## Dataset records

----

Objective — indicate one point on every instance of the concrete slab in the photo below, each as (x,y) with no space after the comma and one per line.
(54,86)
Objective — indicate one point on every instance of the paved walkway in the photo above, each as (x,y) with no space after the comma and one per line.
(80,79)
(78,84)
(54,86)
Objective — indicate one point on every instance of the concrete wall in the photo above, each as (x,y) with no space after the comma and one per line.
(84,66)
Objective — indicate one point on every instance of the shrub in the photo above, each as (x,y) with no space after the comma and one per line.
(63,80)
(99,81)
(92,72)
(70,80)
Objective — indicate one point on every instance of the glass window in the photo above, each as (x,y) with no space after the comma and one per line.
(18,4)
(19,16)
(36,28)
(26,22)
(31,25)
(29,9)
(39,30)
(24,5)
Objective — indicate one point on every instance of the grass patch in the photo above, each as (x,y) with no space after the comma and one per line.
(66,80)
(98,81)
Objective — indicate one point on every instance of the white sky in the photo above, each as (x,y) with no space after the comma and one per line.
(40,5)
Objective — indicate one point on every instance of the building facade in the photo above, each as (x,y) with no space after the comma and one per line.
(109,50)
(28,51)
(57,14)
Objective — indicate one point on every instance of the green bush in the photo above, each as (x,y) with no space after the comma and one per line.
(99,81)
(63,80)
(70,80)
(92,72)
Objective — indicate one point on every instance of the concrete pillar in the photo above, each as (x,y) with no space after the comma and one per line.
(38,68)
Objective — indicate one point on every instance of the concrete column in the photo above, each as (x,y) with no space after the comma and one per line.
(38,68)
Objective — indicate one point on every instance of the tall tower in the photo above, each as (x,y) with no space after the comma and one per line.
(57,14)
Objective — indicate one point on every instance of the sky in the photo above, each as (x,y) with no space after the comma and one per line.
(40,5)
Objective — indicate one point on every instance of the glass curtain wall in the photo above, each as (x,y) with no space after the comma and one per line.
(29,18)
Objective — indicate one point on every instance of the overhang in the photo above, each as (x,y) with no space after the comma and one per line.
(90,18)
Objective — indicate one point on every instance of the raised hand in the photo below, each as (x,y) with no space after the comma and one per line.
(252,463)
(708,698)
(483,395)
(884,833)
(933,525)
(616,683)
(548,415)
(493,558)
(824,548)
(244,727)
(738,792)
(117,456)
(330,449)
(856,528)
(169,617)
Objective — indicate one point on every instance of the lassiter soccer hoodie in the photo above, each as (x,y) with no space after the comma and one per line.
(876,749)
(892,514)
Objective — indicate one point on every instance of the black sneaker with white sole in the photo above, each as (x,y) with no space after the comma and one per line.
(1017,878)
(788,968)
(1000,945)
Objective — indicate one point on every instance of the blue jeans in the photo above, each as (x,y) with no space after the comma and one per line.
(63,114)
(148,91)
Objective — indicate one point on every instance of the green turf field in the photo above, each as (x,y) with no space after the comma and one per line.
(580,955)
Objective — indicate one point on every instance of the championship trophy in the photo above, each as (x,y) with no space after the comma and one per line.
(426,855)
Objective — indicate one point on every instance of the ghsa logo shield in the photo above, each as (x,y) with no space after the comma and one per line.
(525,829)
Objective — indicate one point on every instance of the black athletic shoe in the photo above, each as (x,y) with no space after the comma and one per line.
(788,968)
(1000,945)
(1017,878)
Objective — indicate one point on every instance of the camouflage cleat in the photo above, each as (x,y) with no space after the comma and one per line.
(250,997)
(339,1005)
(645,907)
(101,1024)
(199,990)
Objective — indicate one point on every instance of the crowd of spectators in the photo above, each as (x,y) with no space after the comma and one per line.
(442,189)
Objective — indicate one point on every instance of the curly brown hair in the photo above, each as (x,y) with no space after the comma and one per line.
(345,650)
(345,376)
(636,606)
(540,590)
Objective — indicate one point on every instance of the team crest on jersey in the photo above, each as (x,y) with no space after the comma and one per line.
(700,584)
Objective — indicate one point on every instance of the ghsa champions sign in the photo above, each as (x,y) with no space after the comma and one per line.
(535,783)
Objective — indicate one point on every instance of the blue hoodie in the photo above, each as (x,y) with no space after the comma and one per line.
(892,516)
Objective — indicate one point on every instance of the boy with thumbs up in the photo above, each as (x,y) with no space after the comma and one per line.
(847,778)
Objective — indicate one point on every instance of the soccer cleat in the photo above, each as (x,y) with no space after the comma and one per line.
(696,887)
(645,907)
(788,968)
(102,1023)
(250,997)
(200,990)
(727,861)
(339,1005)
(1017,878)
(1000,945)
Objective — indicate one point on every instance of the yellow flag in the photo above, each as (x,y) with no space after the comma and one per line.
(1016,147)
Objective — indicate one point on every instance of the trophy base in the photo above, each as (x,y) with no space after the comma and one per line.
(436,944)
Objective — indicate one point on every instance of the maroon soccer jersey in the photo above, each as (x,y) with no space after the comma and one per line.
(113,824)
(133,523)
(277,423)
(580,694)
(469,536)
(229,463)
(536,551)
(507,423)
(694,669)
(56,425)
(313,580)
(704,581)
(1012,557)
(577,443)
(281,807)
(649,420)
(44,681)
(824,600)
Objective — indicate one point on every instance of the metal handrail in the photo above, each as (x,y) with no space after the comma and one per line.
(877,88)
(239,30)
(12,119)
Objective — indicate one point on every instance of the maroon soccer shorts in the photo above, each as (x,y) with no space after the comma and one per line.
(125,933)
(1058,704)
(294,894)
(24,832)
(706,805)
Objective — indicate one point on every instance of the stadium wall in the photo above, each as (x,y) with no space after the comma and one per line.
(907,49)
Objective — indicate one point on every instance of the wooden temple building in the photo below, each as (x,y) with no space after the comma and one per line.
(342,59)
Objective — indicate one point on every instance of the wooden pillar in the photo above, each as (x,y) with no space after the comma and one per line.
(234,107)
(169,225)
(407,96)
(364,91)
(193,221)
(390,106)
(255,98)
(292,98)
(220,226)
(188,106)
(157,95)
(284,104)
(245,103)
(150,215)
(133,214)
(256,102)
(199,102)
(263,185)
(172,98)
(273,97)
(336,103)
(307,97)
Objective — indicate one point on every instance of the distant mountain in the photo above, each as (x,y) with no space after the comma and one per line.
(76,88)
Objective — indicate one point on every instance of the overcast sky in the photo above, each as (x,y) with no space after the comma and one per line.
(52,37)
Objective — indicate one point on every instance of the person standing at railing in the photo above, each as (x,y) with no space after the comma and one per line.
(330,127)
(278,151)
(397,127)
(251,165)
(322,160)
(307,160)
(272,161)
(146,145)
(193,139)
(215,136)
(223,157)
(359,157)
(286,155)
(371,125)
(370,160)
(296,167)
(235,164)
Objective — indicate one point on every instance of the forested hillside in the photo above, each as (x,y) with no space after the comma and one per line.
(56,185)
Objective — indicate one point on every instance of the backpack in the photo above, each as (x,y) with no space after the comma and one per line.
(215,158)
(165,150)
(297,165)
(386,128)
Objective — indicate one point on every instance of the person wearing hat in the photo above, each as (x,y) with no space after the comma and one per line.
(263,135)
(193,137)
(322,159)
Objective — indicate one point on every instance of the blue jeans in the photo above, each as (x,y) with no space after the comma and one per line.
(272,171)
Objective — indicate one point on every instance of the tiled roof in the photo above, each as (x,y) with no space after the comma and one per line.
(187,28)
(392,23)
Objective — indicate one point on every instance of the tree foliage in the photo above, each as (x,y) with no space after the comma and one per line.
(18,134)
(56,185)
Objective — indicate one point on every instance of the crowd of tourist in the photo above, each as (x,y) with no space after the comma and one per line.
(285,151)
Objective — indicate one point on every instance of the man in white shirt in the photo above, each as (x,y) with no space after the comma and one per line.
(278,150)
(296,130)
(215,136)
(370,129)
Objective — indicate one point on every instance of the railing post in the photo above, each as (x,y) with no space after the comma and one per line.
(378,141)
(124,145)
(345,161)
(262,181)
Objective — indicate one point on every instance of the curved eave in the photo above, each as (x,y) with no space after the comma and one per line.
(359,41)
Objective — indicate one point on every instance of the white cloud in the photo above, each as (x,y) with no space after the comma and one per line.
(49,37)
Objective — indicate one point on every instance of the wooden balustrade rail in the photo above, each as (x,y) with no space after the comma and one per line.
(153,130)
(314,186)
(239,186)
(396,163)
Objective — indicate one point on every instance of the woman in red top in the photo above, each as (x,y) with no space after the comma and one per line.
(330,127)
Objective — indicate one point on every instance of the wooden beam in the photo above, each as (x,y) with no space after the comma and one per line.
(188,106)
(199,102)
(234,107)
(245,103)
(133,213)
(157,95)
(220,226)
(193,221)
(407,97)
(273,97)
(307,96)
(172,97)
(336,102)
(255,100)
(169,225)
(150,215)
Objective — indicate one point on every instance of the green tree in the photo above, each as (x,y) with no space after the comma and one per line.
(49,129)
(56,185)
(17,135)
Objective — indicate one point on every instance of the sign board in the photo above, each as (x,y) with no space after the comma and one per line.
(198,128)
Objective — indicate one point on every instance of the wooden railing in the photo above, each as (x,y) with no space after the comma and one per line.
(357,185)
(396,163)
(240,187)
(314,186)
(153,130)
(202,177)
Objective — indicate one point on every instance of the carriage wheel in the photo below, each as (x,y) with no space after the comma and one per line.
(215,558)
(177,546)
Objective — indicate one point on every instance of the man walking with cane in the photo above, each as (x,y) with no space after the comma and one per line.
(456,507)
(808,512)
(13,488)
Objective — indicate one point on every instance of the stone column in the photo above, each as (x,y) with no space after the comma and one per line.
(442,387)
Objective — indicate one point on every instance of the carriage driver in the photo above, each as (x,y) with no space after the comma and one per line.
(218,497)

----

Print, exactly and only, the lines running from the one with "the carriage driver" to the end of the data above.

## Completed exercise
Objective — indicate one point on every instance of the carriage driver in the photo above, each as (x,y) with no space after the comma and one per line.
(218,497)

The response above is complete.